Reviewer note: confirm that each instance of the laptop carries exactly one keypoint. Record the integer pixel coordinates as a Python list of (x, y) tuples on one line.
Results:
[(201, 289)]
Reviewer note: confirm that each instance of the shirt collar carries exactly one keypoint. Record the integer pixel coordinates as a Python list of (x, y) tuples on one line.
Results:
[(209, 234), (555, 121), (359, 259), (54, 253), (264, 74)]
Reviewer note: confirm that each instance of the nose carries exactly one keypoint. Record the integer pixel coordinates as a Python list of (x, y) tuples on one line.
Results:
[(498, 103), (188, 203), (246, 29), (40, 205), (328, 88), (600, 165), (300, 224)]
──────────
■ **TASK TO CARRY OUT**
Lay out the entire listing above as a two-column CSV headed instruction and points, with one row per instruction and its points. Put each value in a single quoted field and replace any line breaks with spaces.

■ **FULL ANSWER**
instruction,points
"Reviewer note: confirm that each instance of the laptop carries exactly one keypoint. Record the integer pixel coordinates as a Python list of (x, y) tuples on one line. Results:","[(201, 289)]"
"Reviewer note: confirm that each instance of the shirt collar carries exactly one keypoint. Record the integer pixel coordinates as a Python list of (x, y) tuples on one line. Results:","[(209, 234), (555, 121), (359, 259), (54, 253), (264, 74)]"
"Reviewer note: confirm that each instance of the nose carries exactly one keypoint. Record the integer pixel coordinates as a Python list of (x, y) tuples on one line. Results:","[(498, 103), (188, 203), (246, 29), (40, 205), (328, 88), (600, 165), (300, 224)]"